:: Material for the task
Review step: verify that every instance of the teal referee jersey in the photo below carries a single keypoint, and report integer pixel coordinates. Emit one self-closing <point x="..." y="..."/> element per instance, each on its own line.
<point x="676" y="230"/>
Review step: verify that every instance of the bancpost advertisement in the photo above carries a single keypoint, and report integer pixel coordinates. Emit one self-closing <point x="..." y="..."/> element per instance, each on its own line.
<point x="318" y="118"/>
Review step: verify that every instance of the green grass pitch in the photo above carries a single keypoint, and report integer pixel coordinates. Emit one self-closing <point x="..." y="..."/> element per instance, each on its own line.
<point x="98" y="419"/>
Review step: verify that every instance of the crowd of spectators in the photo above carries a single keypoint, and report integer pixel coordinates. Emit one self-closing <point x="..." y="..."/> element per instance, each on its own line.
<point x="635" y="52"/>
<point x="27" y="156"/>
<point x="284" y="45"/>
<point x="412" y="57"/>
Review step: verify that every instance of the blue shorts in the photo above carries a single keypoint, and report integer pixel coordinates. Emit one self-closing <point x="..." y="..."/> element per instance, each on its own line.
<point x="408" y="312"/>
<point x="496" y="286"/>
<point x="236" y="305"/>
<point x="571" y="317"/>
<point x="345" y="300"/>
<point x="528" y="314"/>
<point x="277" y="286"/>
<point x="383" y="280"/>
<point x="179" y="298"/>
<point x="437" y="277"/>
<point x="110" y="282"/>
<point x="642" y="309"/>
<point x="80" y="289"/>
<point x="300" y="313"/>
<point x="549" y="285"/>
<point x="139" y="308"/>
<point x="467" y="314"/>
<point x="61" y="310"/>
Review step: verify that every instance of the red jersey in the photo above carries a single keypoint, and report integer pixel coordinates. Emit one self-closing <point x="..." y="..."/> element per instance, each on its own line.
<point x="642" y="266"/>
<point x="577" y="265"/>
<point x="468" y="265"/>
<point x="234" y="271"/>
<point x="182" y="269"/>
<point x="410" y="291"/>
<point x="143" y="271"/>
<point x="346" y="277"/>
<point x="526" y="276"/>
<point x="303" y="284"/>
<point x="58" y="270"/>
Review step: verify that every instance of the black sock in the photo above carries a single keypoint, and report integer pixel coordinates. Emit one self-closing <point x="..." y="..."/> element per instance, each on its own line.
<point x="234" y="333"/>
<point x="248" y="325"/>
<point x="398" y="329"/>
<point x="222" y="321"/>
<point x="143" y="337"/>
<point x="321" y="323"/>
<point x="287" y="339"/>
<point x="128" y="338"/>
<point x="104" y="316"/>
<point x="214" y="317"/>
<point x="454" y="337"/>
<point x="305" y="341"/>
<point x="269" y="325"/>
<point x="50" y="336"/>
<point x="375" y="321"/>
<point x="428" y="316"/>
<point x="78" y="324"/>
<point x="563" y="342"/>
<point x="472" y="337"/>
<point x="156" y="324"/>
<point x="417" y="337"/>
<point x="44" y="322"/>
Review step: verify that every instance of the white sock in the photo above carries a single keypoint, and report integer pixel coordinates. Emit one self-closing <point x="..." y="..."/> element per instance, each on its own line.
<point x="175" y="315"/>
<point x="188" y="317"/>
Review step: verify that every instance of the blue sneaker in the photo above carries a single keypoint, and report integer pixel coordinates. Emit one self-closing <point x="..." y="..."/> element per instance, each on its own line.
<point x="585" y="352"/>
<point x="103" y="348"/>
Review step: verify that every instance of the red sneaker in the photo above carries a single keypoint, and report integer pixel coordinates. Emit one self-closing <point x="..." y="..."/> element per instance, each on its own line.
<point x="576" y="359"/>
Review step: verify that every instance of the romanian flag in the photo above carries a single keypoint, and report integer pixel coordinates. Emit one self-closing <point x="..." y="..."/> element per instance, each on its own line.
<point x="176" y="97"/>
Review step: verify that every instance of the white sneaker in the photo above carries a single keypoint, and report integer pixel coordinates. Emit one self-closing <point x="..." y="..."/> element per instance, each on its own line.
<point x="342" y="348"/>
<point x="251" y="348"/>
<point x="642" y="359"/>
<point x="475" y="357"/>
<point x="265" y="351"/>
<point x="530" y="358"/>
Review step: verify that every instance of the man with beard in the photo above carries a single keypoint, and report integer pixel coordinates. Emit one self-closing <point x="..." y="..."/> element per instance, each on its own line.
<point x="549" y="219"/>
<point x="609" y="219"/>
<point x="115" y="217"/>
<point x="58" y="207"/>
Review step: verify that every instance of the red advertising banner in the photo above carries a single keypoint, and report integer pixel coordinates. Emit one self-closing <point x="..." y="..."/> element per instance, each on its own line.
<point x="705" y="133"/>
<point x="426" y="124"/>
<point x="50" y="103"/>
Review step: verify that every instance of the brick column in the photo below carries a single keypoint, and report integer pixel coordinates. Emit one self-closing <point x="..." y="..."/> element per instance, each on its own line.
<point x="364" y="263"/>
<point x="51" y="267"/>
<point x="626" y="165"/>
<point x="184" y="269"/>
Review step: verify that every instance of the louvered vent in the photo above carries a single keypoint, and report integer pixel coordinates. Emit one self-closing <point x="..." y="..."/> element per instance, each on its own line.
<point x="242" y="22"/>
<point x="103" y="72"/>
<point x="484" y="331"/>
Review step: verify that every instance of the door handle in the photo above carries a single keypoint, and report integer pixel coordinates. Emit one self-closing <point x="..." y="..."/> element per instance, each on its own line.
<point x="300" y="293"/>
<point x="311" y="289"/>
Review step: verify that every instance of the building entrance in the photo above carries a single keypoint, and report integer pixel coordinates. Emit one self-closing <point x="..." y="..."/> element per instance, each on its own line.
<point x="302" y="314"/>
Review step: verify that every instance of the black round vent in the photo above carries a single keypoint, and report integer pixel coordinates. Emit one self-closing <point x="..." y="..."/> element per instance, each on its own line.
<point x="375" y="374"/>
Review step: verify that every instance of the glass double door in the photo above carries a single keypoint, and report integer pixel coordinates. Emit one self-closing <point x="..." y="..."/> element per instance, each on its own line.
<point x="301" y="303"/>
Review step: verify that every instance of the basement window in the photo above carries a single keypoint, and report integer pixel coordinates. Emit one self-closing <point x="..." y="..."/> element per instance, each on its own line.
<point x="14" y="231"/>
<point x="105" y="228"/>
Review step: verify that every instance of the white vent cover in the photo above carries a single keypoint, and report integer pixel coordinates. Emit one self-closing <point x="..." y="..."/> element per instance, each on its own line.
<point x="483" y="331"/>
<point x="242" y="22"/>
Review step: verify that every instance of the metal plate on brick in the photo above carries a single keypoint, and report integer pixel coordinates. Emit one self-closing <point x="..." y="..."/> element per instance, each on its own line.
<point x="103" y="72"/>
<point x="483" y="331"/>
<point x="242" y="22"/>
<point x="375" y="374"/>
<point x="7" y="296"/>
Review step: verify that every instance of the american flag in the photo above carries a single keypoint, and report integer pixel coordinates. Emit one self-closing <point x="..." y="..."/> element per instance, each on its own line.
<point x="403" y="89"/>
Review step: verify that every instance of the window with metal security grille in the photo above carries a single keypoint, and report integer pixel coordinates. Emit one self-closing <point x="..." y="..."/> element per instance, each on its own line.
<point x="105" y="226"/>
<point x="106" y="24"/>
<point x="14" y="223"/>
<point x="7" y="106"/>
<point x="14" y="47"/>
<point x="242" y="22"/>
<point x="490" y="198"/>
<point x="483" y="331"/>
::::
> [What you will do]:
Output the data above without altering a line.

> [Your response]:
Review step: verify that every instance of the teal referee jersey in the photo below carries a single keypoint, and report integer pixel coordinates. Emit one self-closing <point x="..." y="..."/> element per instance, each on its own line.
<point x="676" y="230"/>
Review step: verify that every instance of the bancpost advertisement in the photo above carries a single keypoint, and report integer pixel coordinates. Emit one self-closing <point x="..." y="..."/> element per instance, each on its own line.
<point x="318" y="118"/>
Review step: verify that every instance of the green grass pitch in the photo above carries a single keypoint, and report integer pixel coordinates. Emit one self-closing <point x="..." y="..."/> element per instance, each on its own line.
<point x="98" y="419"/>
Review step: verify that every instance of the crowd of spectators in the photo above carries a single keypoint, and report integer pixel coordinates. Emit one self-closing <point x="..." y="..."/> element per instance, each on its own line.
<point x="635" y="52"/>
<point x="27" y="156"/>
<point x="284" y="45"/>
<point x="412" y="57"/>
Review step: verify that every instance of the blue shorts in the photo above carries a single keypoint, and report integer pixel coordinates. Emit one self-closing <point x="..." y="..."/> element per instance, each on its own line.
<point x="408" y="312"/>
<point x="496" y="286"/>
<point x="236" y="305"/>
<point x="571" y="317"/>
<point x="345" y="300"/>
<point x="528" y="314"/>
<point x="277" y="286"/>
<point x="383" y="280"/>
<point x="179" y="298"/>
<point x="437" y="277"/>
<point x="110" y="282"/>
<point x="642" y="309"/>
<point x="80" y="289"/>
<point x="300" y="313"/>
<point x="549" y="285"/>
<point x="139" y="308"/>
<point x="467" y="314"/>
<point x="61" y="310"/>
Review step: verify that every instance of the red jersey in the photo above carries a single keypoint, and report integer pixel coordinates. Emit one self-closing <point x="..." y="..."/> element per instance, each on its own line.
<point x="642" y="266"/>
<point x="577" y="265"/>
<point x="468" y="265"/>
<point x="234" y="271"/>
<point x="182" y="269"/>
<point x="410" y="291"/>
<point x="143" y="271"/>
<point x="346" y="277"/>
<point x="526" y="276"/>
<point x="303" y="284"/>
<point x="58" y="270"/>
Review step: verify that every instance of the black sock in the photo above carries a single keypoint, and report integer pixel coordinates. Emit one self-closing <point x="..." y="..."/> element per instance, each on its own line.
<point x="234" y="333"/>
<point x="248" y="325"/>
<point x="398" y="329"/>
<point x="222" y="321"/>
<point x="143" y="337"/>
<point x="321" y="323"/>
<point x="287" y="339"/>
<point x="128" y="338"/>
<point x="104" y="316"/>
<point x="214" y="317"/>
<point x="454" y="337"/>
<point x="305" y="341"/>
<point x="269" y="325"/>
<point x="50" y="336"/>
<point x="375" y="321"/>
<point x="428" y="316"/>
<point x="78" y="324"/>
<point x="563" y="342"/>
<point x="472" y="337"/>
<point x="156" y="324"/>
<point x="417" y="337"/>
<point x="44" y="322"/>
Review step: verify that every instance of the white sock in the photo above carries a single keypoint, and report integer pixel coordinates. Emit one self-closing <point x="..." y="..."/> element per instance, each on its own line.
<point x="175" y="315"/>
<point x="188" y="317"/>
Review step: verify that every instance of the blue sneaker in the photo above carries a single keypoint, and report integer pixel coordinates. Emit one self-closing <point x="..." y="..."/> element per instance, each on its own line.
<point x="585" y="352"/>
<point x="103" y="348"/>
Review step: verify that every instance of the red sneaker in the photo above carries a single keypoint, and report integer pixel coordinates. Emit one self-closing <point x="..." y="..."/> element per instance, each on its own line.
<point x="576" y="359"/>
Review step: verify that every instance of the romanian flag in the photo above carries a single keypoint, and report integer pixel coordinates. Emit one self-closing <point x="..." y="..."/> element per instance, each on its own line.
<point x="176" y="97"/>
Review step: verify that every instance of the white sneaker in the photo above carries a single keypoint, and report integer pixel coordinates. Emit one self-closing <point x="..." y="..."/> element per instance, each on its own line.
<point x="342" y="348"/>
<point x="251" y="348"/>
<point x="642" y="359"/>
<point x="475" y="357"/>
<point x="265" y="351"/>
<point x="530" y="358"/>
Review step: verify that every instance of the man with beard in the photo above carries a single keypoint, and report integer pixel coordinates. Emit one self-closing <point x="..." y="..."/> element per instance, each on its own line.
<point x="549" y="219"/>
<point x="609" y="219"/>
<point x="115" y="217"/>
<point x="58" y="207"/>
Review step: verify that every instance of the red advertising banner in the photo above carries a single keypoint, and report integer pixel coordinates. Emit one self-closing <point x="..." y="..."/> element per instance, each on its own line.
<point x="705" y="133"/>
<point x="426" y="124"/>
<point x="50" y="103"/>
Review step: verify that every instance of the brick column in the photo below carries a single keypoint, and report integer pixel coordinates. Emit one self-closing <point x="..." y="..."/> element per instance, each on its own line.
<point x="364" y="263"/>
<point x="51" y="267"/>
<point x="626" y="165"/>
<point x="184" y="269"/>
Review step: verify that every instance of the louvered vent in the photo above carries a single keypoint, and report integer pixel coordinates. Emit one self-closing <point x="..." y="..."/> element per instance, each on its own line.
<point x="242" y="22"/>
<point x="103" y="72"/>
<point x="484" y="331"/>
Review step: verify that every instance of the door handle in the photo above carries a single keypoint, and report integer pixel coordinates. Emit one self-closing <point x="..." y="..."/> element per instance, each on its own line.
<point x="300" y="293"/>
<point x="311" y="289"/>
Review step: verify that every instance of the building entrance in the photo above carries a single keypoint, and report integer pixel coordinates. Emit one self-closing <point x="..." y="..."/> element per instance, each on its own line.
<point x="302" y="314"/>
Review step: verify that every instance of the black round vent in the photo above carries a single keypoint, and report integer pixel coordinates. Emit one self-closing <point x="..." y="..."/> element per instance, each on its own line.
<point x="375" y="374"/>
Review step: verify that every instance of the glass double door in the photo above carries a single keypoint, and report integer pixel coordinates. Emit one self-closing <point x="..." y="..."/> element per instance, each on its own line.
<point x="301" y="303"/>
Review step: verify that every instance of the basement window in the photo above carries a single keypoint, and report integer pixel coordinates. Emit one self-closing <point x="..." y="..."/> element per instance, each on its own line.
<point x="14" y="231"/>
<point x="105" y="228"/>
Review step: verify that every instance of the white vent cover in the photo above carries a single keypoint, and report integer pixel coordinates. Emit one self-closing <point x="..." y="..."/> element per instance, each on its own line.
<point x="483" y="331"/>
<point x="242" y="22"/>
Review step: verify that every instance of the metal plate on brick in the photo above carries a single keypoint, and report integer pixel coordinates. Emit one self-closing <point x="..." y="..."/> element per instance, each on its own line.
<point x="103" y="72"/>
<point x="483" y="331"/>
<point x="242" y="22"/>
<point x="375" y="374"/>
<point x="7" y="296"/>
Review step: verify that every instance of the american flag in the photo above carries a single keypoint, and report integer pixel coordinates. Emit one self-closing <point x="..." y="..."/> element per instance, each on its own line.
<point x="403" y="89"/>
Review step: verify that every instance of the window with metal security grille in the photo above carries a single keypoint, and report integer pixel coordinates. Emit one self-closing <point x="..." y="..."/> element per instance, each on its own line.
<point x="105" y="226"/>
<point x="106" y="24"/>
<point x="14" y="223"/>
<point x="7" y="106"/>
<point x="14" y="47"/>
<point x="242" y="22"/>
<point x="490" y="198"/>
<point x="483" y="331"/>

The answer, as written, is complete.